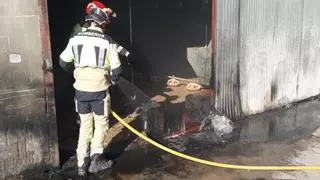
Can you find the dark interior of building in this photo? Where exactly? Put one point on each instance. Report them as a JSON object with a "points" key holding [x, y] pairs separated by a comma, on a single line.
{"points": [[161, 31]]}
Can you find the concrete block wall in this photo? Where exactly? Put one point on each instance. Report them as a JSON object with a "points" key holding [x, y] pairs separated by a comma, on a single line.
{"points": [[28, 137]]}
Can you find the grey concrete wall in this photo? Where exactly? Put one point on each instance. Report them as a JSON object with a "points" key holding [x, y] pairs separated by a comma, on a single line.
{"points": [[266, 54], [28, 137]]}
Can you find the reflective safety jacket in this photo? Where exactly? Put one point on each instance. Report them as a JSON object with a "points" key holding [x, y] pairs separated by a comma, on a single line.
{"points": [[95, 59], [81, 28]]}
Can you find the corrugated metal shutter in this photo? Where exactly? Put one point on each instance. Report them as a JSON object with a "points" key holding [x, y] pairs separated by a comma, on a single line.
{"points": [[270, 50]]}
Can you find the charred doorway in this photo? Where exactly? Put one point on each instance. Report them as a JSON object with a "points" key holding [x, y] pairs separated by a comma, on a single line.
{"points": [[163, 35]]}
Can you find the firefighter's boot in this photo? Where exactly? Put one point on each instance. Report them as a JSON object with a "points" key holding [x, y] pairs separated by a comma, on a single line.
{"points": [[98, 163]]}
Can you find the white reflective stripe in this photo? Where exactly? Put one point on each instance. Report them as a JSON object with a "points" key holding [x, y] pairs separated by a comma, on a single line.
{"points": [[96, 151], [102, 57], [76, 104], [76, 54]]}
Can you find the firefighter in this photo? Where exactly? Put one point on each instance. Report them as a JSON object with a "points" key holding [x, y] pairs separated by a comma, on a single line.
{"points": [[96, 64], [82, 26]]}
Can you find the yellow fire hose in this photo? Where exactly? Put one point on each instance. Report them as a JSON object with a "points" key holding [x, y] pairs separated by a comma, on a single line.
{"points": [[211, 163]]}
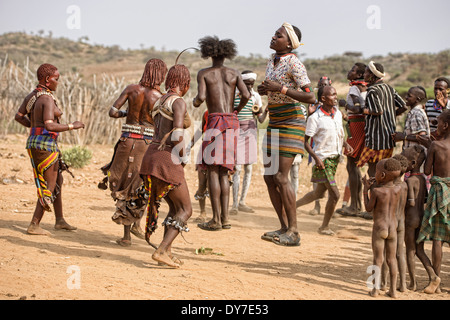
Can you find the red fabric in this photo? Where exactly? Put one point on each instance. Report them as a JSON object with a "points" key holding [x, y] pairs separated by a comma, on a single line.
{"points": [[220, 140]]}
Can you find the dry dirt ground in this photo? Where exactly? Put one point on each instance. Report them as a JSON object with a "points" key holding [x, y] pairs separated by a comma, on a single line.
{"points": [[88, 264]]}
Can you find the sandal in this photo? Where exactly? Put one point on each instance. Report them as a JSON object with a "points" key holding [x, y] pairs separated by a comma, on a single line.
{"points": [[284, 239], [208, 226], [365, 215], [346, 211], [268, 236]]}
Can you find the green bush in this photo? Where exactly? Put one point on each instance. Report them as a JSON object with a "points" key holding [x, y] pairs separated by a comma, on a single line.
{"points": [[77, 157]]}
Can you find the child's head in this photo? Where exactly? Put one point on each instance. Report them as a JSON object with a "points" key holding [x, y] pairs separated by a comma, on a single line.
{"points": [[324, 81], [387, 170], [441, 85], [249, 78], [212, 47], [327, 95], [356, 72], [443, 123], [403, 162], [415, 156], [415, 96]]}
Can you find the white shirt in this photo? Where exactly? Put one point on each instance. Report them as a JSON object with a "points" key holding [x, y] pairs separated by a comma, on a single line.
{"points": [[327, 133]]}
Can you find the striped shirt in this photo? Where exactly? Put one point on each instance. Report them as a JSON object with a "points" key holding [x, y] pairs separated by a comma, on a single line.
{"points": [[433, 110], [416, 122], [381, 99], [246, 113]]}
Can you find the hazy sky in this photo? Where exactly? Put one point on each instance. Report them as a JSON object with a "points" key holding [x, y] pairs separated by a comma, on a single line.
{"points": [[329, 26]]}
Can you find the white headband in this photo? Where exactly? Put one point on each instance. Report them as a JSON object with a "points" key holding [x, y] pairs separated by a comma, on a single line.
{"points": [[249, 76], [292, 35], [375, 71]]}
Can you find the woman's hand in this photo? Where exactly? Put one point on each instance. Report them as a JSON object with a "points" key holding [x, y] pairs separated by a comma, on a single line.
{"points": [[269, 85], [78, 125]]}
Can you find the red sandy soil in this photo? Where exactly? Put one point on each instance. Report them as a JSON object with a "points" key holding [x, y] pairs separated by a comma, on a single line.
{"points": [[241, 266]]}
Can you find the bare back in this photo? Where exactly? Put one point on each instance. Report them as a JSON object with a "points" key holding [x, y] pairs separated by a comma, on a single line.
{"points": [[220, 85], [140, 104], [437, 162], [385, 209]]}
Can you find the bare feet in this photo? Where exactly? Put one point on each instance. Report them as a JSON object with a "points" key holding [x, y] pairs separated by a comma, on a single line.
{"points": [[137, 232], [201, 218], [326, 231], [412, 285], [165, 259], [123, 242], [392, 293], [374, 293], [35, 229], [63, 225], [433, 286]]}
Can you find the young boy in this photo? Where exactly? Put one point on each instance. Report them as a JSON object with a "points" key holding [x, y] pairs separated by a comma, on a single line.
{"points": [[417, 194], [356, 136], [247, 142], [400, 216], [435, 224], [217, 85], [383, 202], [416, 122], [325, 127]]}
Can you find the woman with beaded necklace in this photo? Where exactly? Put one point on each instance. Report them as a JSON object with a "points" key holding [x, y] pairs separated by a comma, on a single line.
{"points": [[39, 112], [163, 165], [286, 84]]}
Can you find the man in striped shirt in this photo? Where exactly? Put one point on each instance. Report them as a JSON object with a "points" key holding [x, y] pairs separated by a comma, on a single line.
{"points": [[382, 106], [434, 107]]}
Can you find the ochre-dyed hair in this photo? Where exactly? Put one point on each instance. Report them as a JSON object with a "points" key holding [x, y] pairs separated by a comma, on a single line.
{"points": [[154, 73], [420, 92], [392, 164], [45, 70], [178, 76], [403, 161], [212, 47], [445, 116], [360, 68]]}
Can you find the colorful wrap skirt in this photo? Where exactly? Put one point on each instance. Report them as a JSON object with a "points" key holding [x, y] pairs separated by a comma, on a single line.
{"points": [[372, 156], [327, 174], [43, 151], [355, 133], [285, 134], [436, 219]]}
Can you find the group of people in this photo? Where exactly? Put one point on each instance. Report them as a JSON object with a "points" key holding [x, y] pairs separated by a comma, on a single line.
{"points": [[149, 157]]}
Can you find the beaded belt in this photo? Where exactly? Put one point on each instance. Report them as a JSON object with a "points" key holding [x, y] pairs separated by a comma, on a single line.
{"points": [[138, 130], [38, 131]]}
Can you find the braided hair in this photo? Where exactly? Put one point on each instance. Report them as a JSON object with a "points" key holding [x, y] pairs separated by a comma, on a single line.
{"points": [[154, 73], [45, 70]]}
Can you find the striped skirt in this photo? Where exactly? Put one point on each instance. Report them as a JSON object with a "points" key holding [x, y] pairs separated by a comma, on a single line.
{"points": [[286, 130]]}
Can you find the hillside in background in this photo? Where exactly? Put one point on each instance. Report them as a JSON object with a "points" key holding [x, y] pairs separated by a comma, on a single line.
{"points": [[404, 70]]}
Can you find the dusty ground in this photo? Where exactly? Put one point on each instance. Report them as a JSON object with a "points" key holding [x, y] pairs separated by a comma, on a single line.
{"points": [[243, 266]]}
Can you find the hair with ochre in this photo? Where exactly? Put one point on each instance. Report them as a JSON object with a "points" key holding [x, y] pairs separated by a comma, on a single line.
{"points": [[154, 73], [212, 47], [178, 76], [45, 70]]}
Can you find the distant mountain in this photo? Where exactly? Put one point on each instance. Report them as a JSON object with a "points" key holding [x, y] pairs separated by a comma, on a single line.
{"points": [[403, 69]]}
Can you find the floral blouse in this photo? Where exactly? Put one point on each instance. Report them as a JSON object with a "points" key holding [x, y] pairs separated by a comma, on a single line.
{"points": [[290, 72]]}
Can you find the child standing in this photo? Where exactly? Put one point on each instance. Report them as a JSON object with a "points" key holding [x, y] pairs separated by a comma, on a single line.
{"points": [[355, 129], [417, 194], [383, 202], [247, 141], [416, 121], [436, 221], [325, 127]]}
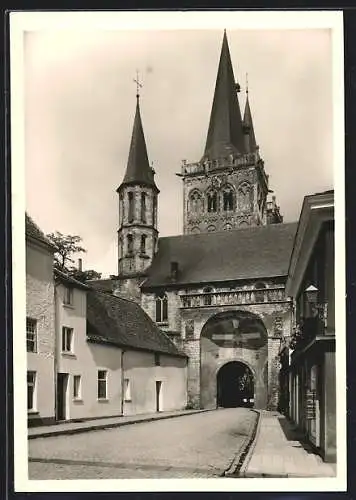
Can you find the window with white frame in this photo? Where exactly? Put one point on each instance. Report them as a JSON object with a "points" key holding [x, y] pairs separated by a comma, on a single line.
{"points": [[77, 387], [102, 384], [67, 339], [127, 389], [68, 296], [31, 391], [31, 334]]}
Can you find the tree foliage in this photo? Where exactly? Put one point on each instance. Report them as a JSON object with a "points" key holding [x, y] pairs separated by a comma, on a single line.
{"points": [[66, 247]]}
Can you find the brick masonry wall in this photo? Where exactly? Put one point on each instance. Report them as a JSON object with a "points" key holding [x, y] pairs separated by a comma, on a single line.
{"points": [[202, 220], [276, 318]]}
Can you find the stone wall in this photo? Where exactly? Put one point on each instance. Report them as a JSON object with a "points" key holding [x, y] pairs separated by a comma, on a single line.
{"points": [[250, 214], [188, 324]]}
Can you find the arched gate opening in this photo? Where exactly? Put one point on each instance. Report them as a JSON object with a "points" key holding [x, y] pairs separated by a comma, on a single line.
{"points": [[235, 386]]}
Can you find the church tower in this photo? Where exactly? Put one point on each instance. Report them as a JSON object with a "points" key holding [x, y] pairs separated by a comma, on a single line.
{"points": [[137, 234], [228, 188]]}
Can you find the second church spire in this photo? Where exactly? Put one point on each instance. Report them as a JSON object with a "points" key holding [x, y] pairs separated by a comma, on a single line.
{"points": [[225, 134]]}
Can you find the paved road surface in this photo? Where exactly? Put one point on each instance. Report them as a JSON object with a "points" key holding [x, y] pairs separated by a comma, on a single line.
{"points": [[201, 445]]}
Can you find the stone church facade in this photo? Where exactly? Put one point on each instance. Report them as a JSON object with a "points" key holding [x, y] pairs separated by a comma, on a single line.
{"points": [[218, 290]]}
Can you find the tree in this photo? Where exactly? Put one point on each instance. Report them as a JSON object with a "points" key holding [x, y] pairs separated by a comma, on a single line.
{"points": [[66, 246], [83, 276]]}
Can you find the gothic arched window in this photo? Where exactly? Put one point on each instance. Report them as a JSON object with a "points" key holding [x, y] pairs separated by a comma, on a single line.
{"points": [[161, 308], [245, 196], [143, 207], [228, 198], [212, 199], [131, 206], [208, 290], [129, 243], [143, 243], [195, 201], [259, 293]]}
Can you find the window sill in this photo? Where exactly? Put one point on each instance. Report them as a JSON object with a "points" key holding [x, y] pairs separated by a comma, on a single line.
{"points": [[68, 354]]}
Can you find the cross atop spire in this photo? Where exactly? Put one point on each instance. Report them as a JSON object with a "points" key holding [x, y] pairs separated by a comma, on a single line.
{"points": [[138, 170], [225, 134]]}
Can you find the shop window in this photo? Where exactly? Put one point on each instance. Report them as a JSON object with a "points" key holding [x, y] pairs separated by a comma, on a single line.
{"points": [[31, 334]]}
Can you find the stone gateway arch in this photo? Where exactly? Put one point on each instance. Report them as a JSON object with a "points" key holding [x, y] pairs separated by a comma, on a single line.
{"points": [[233, 361]]}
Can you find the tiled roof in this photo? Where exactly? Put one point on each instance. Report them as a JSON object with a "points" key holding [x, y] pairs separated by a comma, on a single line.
{"points": [[65, 278], [121, 322], [255, 252], [33, 231]]}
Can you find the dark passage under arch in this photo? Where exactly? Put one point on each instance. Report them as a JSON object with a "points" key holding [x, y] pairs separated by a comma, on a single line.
{"points": [[235, 385]]}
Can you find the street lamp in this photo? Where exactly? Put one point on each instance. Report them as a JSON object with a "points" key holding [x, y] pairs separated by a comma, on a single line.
{"points": [[311, 294]]}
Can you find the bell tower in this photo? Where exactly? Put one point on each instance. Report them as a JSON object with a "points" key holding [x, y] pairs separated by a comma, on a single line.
{"points": [[138, 194], [228, 187]]}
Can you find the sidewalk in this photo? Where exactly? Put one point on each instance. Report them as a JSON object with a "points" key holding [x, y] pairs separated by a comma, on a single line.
{"points": [[103, 423], [278, 452]]}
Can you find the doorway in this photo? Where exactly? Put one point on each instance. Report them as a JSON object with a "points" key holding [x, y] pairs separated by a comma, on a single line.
{"points": [[235, 386], [62, 390], [158, 395]]}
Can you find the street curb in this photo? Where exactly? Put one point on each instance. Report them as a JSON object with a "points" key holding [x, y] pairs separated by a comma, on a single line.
{"points": [[248, 456], [112, 425], [244, 452]]}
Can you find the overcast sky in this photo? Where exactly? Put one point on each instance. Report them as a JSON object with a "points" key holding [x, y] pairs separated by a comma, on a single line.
{"points": [[80, 104]]}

▶ _Description of the task_
Reproduce, word for word, only the lines from the one that contains "Can you find the street lamp" through the final line.

▶ _Exercise response_
Can you find the street lamp in this photo? Where exactly? Put one point on each instance. Report them as a JSON object with a "points" key holding [x, y] pairs separated by a comma, on a single line.
{"points": [[311, 294]]}
Can you find the bell tower in this photo? Where exactly? Put one point on each instance. Report them as a JSON object with a "points" key holding [x, y] pairs separated by a comma, on a single line.
{"points": [[138, 194], [228, 187]]}
Can you find the sidewalk in this photo? Where exactly? Put one point on each instance. Report them as a JSON object with a "points" key holding [x, y] pairs separated by a comma, on a single line.
{"points": [[103, 423], [278, 452]]}
Can you find the doorway in this photo? Where exactly? Put one point on each instance. Report them as a JSON object with a "points" key holding [x, y] pairs separated by a comma, on a single line.
{"points": [[235, 386], [62, 390], [158, 395]]}
Can you find the street curb in this photo? Where exactly? Put one point on each instance. Report them as a JSON object with a "points" key holding [x, y] pairs separated by a comma, on a single line.
{"points": [[248, 456], [112, 425], [244, 452]]}
Can you find the overcast sky in this photo? Where exactly? Put one point on each instance. Report them as a JSON object with a "points" key holding [x, y] pairs separated by a comma, on a single line.
{"points": [[80, 104]]}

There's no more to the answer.